Directive:
Go to the line that contains "Every instance of the blonde" and extract it along with every line after it, exactly, through the end of the data below.

▼

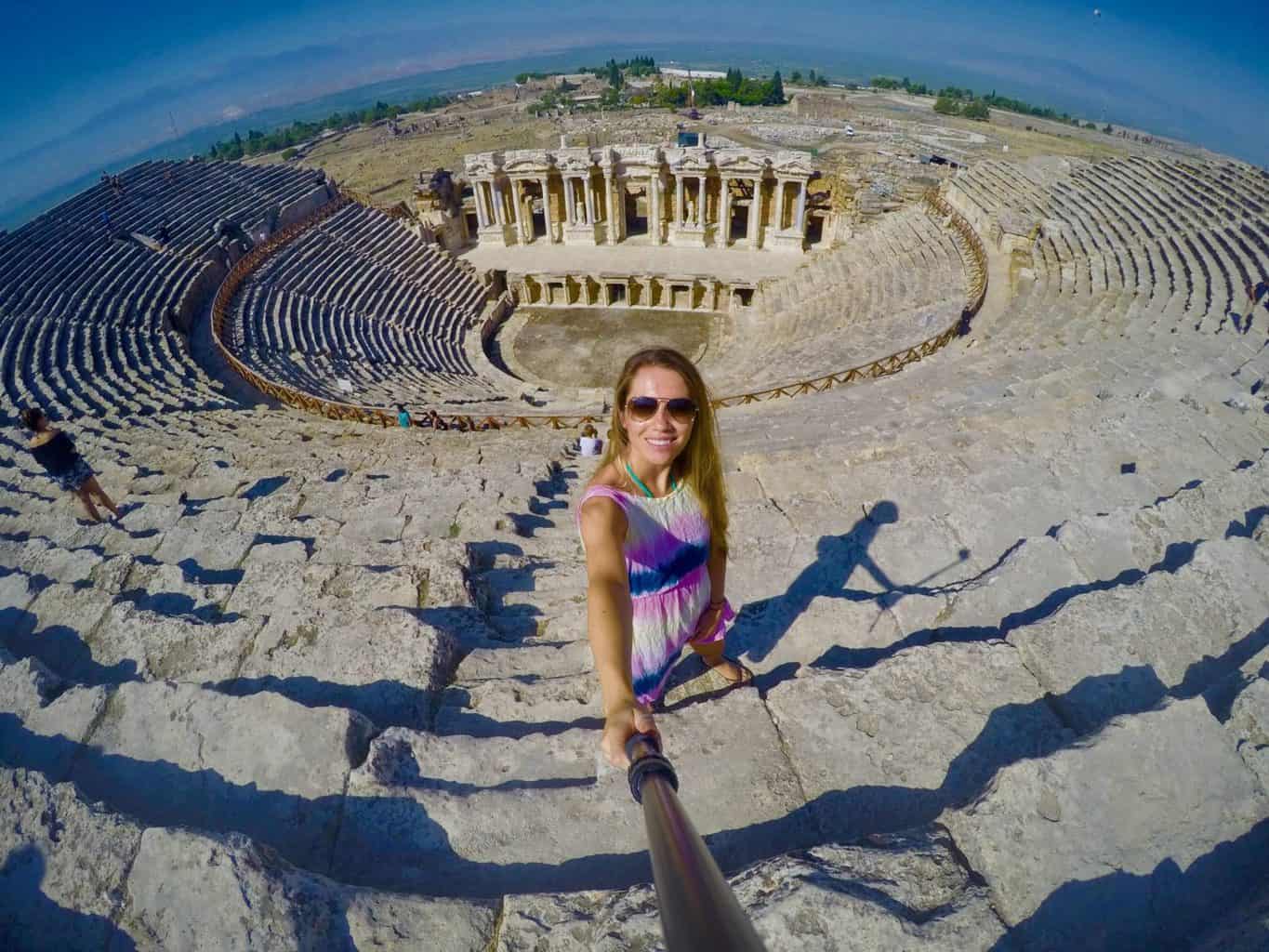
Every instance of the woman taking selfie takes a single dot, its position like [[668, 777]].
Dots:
[[654, 522]]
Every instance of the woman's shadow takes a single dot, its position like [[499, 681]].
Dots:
[[760, 625]]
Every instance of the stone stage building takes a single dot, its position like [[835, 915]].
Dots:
[[697, 197]]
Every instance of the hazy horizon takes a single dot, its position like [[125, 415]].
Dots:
[[150, 75]]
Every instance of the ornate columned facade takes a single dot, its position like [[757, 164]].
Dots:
[[697, 197]]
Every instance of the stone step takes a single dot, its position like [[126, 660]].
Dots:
[[261, 764], [477, 815], [1137, 837], [105, 881]]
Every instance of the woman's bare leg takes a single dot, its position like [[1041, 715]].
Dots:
[[96, 489], [86, 496]]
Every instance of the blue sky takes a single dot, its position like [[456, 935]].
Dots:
[[84, 86]]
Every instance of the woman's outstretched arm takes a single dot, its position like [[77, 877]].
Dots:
[[609, 625]]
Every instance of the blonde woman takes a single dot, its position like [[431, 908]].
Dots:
[[654, 522]]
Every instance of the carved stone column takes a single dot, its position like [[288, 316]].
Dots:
[[611, 205], [482, 214], [725, 212], [570, 200], [499, 212], [755, 216], [654, 207], [546, 208], [515, 209], [588, 186]]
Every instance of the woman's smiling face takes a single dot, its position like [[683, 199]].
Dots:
[[659, 441]]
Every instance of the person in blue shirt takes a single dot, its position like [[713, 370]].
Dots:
[[56, 452]]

▲

Full output:
Every instance of the blonde woman takes a single dot, its position like [[431, 908]].
Dots:
[[654, 522]]
Every instance of the carved stone column takes a single dot, its position like [[288, 316]].
Dots:
[[611, 205], [482, 214], [725, 212], [570, 200], [499, 212], [755, 216], [654, 207], [546, 208], [515, 209], [588, 186]]
Every instance of the woman's smiling face takes a single dot, its position like [[683, 199]].
Dots:
[[659, 441]]
Every instance of the person in blue shirt takes a single dot, its position like [[713, 370]].
Dots:
[[56, 452]]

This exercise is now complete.